==== Document section ====

The Mudcat Café TM
Thread #161867   Message #4120266
Posted By: keberoxu
18-Sep-21 - 01:19 PM
Thread Name: BS: stay afloat while others don't
Subject: RE: BS: stay afloat while others don't
I have been locked out of my residence bedroom.
The funny thing is, I have the device to unlock the door mechanism,
right here in my hand.
It just doesn't function.

You see, after a rash of thefts this summer,
a decision was arrived at.
All the residence bedroom doors,
which had conventional locks in the doorknob with metal keys,
would change over.

So the past week was spent collecting those metal keys from us,
after fitting each door with an electronic lock device,
activated (unlocked) with an electronic key fob.
Not just any device, but the sort with a
"high-security" rating,
which means you have to hold the fob up to the door device panel
just so,
you cannot merely wave it about, or touch the panel anywhere.

It was working yesterday and the day before.
I left my bedroom this morning, key fob in hand as it ought to be.
I come back, and the lock mechanism does not respond to the fob.

I go to nursing. The charge nurse is on the phone,
demanding to somebody else to tell her where to find the master
which will unlock any and all bedroom lock mechanisms.
Another nurse, on hearing my complaint,
accompanies me from the nurses' station to my bedroom door.
She has her own key fob with her ...
and her key fob also will not open my door. Nothing will.

Then it is explained to me that I am far from the only patient with this dilemma, as there are
other patients who are shut out of their bedrooms because the key fob stopped unlocking their door today
after functioning correctly yesterday and the day before.

I dunno.
As I always kept my door unlocked regardless, and am careful
with personal effects,
the series of thefts left me unscathed anyway.

Of course, as you would expect in a psychiatric treatment place,
the patient population includes people who feel out of control
if they can't control their bedroom doors.
One example is a patient
whose history of abuse and trauma includes
being shut up in closets.
For this patient, it is essential to be able to open the door
under any and all circumstances;
they lock the door on leaving the room,
but while inside the room
they feel anxious, or worse, behind a locked door.

Sometimes the solution makes a problem worse?

====

Activity list:
A: Please say whether each statement agrees with the forum post, answering yes or no and quoting the words that decide it: (i) The bedroom doors originally had conventional doorknob locks opened with metal keys. (ii) The nurse's own key fob opened the writer's door. (iii) The writer was the only patient shut out of a bedroom that day.
B: In the forum post, what led to the decision to change the bedroom door locks?

==== Material provided ====

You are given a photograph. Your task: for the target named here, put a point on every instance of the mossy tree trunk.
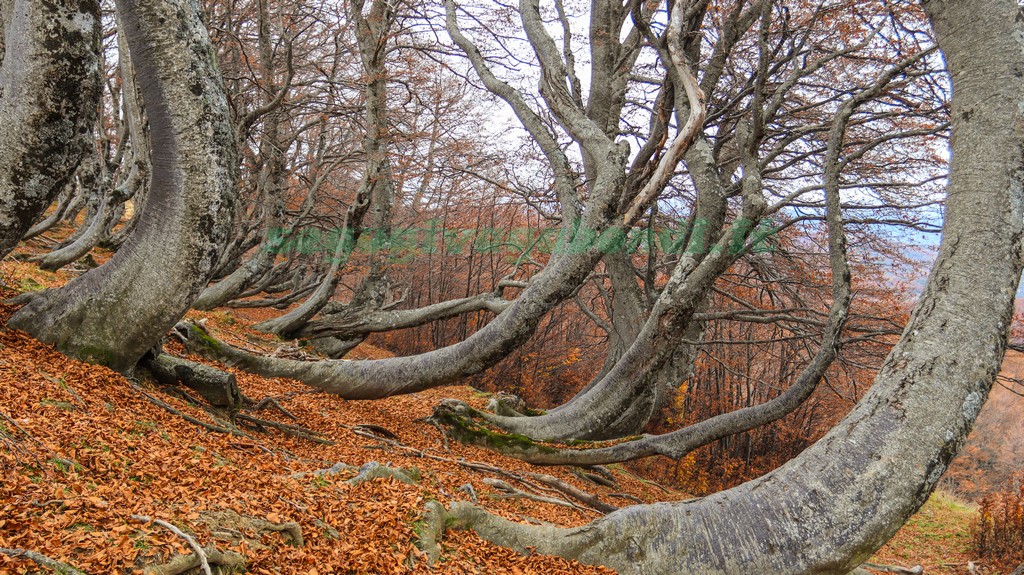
(828, 510)
(49, 96)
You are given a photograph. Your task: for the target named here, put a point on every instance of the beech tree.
(119, 311)
(830, 507)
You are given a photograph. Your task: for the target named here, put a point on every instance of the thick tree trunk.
(829, 509)
(49, 95)
(116, 313)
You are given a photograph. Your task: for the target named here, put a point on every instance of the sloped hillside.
(83, 449)
(86, 453)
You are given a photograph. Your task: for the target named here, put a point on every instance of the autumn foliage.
(998, 535)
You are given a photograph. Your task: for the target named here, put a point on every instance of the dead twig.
(915, 570)
(196, 547)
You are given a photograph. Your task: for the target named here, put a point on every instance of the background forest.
(680, 237)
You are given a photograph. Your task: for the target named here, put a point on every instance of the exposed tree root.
(224, 562)
(506, 491)
(295, 431)
(197, 549)
(40, 559)
(219, 388)
(542, 485)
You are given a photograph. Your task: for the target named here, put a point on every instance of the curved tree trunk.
(49, 96)
(115, 313)
(829, 509)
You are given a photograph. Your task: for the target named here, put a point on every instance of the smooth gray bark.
(49, 95)
(829, 509)
(115, 313)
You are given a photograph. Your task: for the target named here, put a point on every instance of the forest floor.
(83, 449)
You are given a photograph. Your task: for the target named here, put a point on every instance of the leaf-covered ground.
(82, 449)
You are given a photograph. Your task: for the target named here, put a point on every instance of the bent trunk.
(49, 96)
(115, 313)
(830, 507)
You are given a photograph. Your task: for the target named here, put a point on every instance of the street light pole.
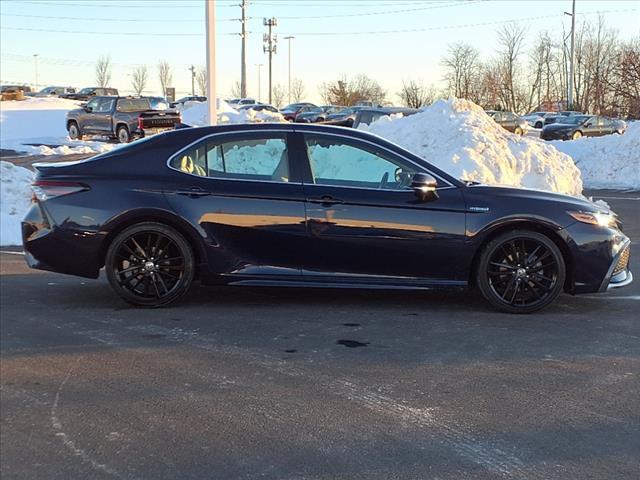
(259, 65)
(212, 110)
(289, 38)
(35, 62)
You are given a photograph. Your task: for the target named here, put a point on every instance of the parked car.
(89, 92)
(311, 205)
(536, 119)
(559, 116)
(344, 117)
(290, 112)
(577, 126)
(509, 121)
(317, 114)
(54, 91)
(122, 118)
(238, 102)
(366, 116)
(259, 107)
(15, 88)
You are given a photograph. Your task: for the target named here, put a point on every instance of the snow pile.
(42, 121)
(195, 113)
(612, 161)
(457, 136)
(15, 197)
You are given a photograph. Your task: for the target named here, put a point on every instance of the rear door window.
(263, 158)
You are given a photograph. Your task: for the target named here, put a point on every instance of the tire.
(74, 131)
(123, 135)
(520, 272)
(157, 258)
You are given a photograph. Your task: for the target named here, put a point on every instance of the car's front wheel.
(521, 272)
(150, 264)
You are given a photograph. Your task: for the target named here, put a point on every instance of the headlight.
(601, 219)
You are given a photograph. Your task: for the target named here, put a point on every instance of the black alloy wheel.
(150, 264)
(521, 272)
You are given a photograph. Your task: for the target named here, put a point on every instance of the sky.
(388, 40)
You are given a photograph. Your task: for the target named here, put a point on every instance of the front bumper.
(619, 274)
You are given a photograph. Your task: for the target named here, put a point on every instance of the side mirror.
(424, 186)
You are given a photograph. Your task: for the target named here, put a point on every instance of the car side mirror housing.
(424, 186)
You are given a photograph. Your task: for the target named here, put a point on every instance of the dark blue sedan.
(310, 205)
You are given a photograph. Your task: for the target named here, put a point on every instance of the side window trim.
(220, 138)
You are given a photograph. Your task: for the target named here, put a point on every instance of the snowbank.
(15, 197)
(42, 121)
(460, 138)
(612, 161)
(195, 113)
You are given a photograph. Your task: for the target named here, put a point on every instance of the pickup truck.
(122, 118)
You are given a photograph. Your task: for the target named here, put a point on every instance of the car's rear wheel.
(74, 131)
(521, 272)
(150, 264)
(123, 134)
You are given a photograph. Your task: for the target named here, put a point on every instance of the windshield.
(573, 120)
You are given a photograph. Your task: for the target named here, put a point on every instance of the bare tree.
(511, 39)
(139, 79)
(462, 67)
(347, 92)
(297, 90)
(278, 94)
(165, 76)
(201, 81)
(416, 95)
(103, 71)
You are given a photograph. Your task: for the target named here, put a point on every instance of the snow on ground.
(611, 161)
(15, 197)
(42, 121)
(457, 136)
(195, 113)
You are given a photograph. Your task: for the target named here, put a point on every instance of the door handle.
(193, 192)
(325, 200)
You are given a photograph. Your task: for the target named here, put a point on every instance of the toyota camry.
(311, 205)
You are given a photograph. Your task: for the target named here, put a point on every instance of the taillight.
(47, 189)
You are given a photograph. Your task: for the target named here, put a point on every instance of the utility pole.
(192, 69)
(243, 52)
(270, 47)
(259, 65)
(35, 63)
(571, 54)
(212, 107)
(289, 38)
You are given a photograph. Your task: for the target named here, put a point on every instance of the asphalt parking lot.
(316, 384)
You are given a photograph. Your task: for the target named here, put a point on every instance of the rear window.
(133, 105)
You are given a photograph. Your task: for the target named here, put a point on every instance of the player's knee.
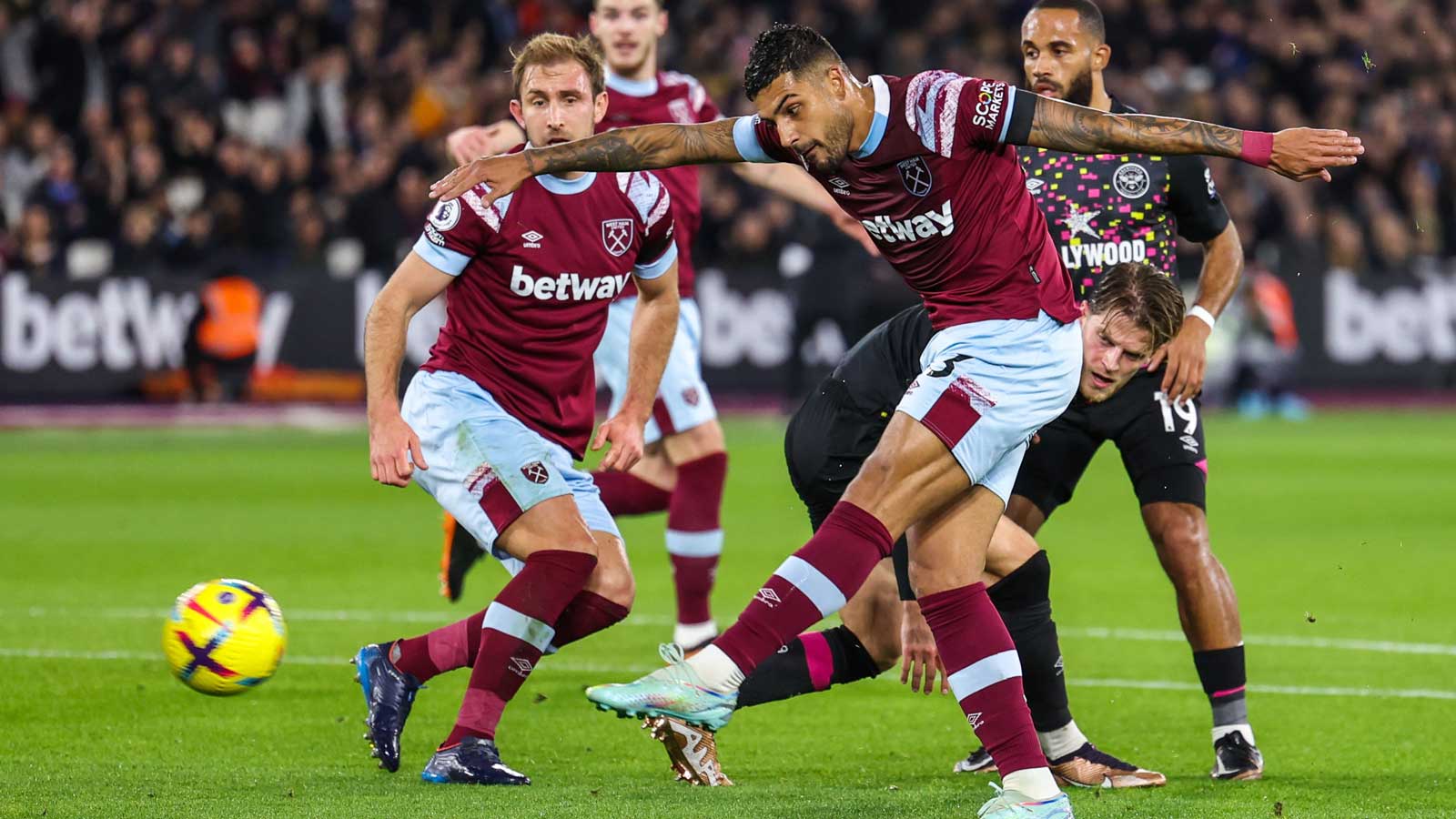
(615, 581)
(874, 475)
(1181, 537)
(698, 442)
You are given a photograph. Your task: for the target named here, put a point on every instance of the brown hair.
(1148, 298)
(548, 48)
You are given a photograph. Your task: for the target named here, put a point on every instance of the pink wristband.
(1259, 147)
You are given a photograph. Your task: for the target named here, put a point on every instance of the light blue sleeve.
(659, 267)
(747, 142)
(440, 258)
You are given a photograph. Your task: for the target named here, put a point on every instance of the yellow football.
(225, 637)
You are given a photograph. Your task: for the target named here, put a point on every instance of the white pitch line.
(1280, 640)
(657, 622)
(613, 669)
(1290, 690)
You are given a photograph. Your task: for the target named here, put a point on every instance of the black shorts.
(1161, 443)
(824, 446)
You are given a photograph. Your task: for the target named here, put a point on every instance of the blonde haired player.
(492, 423)
(686, 464)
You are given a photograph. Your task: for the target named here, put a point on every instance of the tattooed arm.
(642, 147)
(1299, 153)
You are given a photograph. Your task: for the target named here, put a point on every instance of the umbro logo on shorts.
(521, 666)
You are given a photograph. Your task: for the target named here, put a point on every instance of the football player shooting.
(1155, 421)
(494, 420)
(1004, 361)
(686, 464)
(1130, 317)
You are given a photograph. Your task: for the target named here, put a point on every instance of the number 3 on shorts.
(1184, 410)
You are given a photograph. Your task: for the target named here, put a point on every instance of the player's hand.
(851, 227)
(475, 142)
(1309, 153)
(500, 174)
(393, 452)
(917, 656)
(625, 436)
(1187, 358)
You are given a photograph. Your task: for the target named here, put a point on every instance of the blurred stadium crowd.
(189, 133)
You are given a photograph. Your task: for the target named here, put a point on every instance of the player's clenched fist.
(393, 452)
(625, 436)
(475, 142)
(500, 174)
(1305, 153)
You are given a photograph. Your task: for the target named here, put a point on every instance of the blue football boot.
(472, 761)
(389, 694)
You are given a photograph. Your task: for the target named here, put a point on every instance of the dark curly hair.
(781, 50)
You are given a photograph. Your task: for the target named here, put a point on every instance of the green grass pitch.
(1339, 535)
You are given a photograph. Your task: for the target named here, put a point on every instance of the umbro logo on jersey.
(567, 286)
(536, 472)
(921, 227)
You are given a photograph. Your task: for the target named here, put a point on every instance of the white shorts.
(682, 399)
(485, 467)
(987, 387)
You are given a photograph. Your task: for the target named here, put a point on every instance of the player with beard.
(686, 462)
(1132, 206)
(912, 157)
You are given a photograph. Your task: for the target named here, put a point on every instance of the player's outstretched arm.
(654, 325)
(393, 448)
(1299, 153)
(642, 147)
(1187, 353)
(795, 184)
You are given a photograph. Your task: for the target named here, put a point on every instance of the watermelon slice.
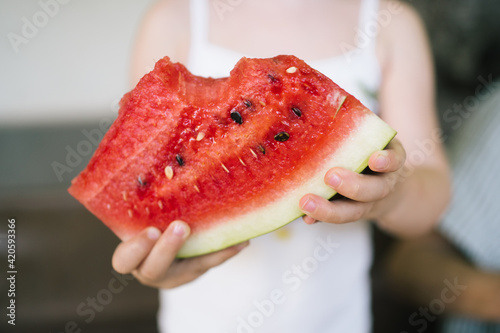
(231, 156)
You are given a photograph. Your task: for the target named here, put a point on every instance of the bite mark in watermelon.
(232, 157)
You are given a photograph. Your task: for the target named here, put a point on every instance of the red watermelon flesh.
(231, 156)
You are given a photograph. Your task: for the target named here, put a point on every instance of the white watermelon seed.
(169, 172)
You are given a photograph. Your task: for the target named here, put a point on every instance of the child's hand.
(368, 193)
(150, 257)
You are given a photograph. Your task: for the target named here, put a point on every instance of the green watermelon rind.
(372, 134)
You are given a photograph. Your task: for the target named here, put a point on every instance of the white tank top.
(301, 278)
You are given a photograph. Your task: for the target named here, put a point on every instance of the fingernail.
(309, 206)
(309, 220)
(241, 246)
(179, 229)
(153, 233)
(334, 180)
(382, 161)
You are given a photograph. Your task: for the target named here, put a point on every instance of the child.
(303, 278)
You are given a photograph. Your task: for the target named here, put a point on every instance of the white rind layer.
(372, 134)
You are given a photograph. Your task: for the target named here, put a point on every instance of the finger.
(360, 187)
(308, 219)
(154, 268)
(339, 211)
(188, 270)
(129, 254)
(389, 160)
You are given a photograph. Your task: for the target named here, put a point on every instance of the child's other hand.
(150, 257)
(367, 194)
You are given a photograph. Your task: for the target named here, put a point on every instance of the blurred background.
(63, 67)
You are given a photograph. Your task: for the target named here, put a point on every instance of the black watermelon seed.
(282, 136)
(272, 78)
(236, 116)
(297, 112)
(179, 159)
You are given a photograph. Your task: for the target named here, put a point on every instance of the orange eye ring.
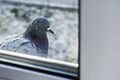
(39, 26)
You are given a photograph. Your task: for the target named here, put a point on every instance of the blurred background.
(63, 16)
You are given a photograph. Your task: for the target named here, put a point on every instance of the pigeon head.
(38, 28)
(37, 33)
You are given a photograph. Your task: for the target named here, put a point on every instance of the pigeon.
(33, 41)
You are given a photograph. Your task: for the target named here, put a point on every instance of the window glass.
(14, 19)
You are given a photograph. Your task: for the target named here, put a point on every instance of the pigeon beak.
(49, 30)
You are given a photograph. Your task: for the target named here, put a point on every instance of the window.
(63, 46)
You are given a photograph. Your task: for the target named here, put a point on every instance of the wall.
(100, 40)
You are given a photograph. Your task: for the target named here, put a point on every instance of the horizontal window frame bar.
(55, 67)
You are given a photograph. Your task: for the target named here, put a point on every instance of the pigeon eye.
(39, 26)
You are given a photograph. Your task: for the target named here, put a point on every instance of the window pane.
(14, 19)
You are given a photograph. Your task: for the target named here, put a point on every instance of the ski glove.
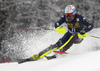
(82, 34)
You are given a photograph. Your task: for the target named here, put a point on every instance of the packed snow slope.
(82, 57)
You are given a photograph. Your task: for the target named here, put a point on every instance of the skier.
(78, 26)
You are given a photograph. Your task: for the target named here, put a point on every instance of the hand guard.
(82, 34)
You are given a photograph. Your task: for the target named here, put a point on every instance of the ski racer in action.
(78, 26)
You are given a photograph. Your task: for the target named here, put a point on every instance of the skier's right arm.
(60, 21)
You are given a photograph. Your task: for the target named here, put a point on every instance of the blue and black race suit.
(75, 26)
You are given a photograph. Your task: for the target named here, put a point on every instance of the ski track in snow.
(82, 57)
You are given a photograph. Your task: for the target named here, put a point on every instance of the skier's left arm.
(88, 24)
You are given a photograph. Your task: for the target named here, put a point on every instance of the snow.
(82, 57)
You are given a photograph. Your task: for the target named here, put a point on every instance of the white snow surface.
(81, 57)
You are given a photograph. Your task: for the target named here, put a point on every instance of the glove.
(82, 34)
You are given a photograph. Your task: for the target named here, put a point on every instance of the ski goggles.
(69, 14)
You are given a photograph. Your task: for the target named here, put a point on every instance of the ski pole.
(92, 36)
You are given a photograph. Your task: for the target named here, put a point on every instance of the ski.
(60, 52)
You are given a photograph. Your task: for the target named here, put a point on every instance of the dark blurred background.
(29, 14)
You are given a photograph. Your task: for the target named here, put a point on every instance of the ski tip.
(60, 52)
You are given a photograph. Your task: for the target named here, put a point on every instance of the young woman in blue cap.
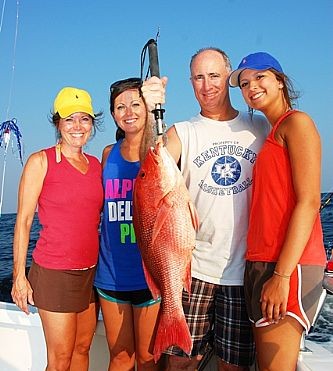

====

Answers for this exercise:
A:
(i) Yes: "which had conventional locks in the doorknob with metal keys"
(ii) No: "her key fob also will not open my door"
(iii) No: "I am far from the only patient with this dilemma"

B: A rash of thefts that summer.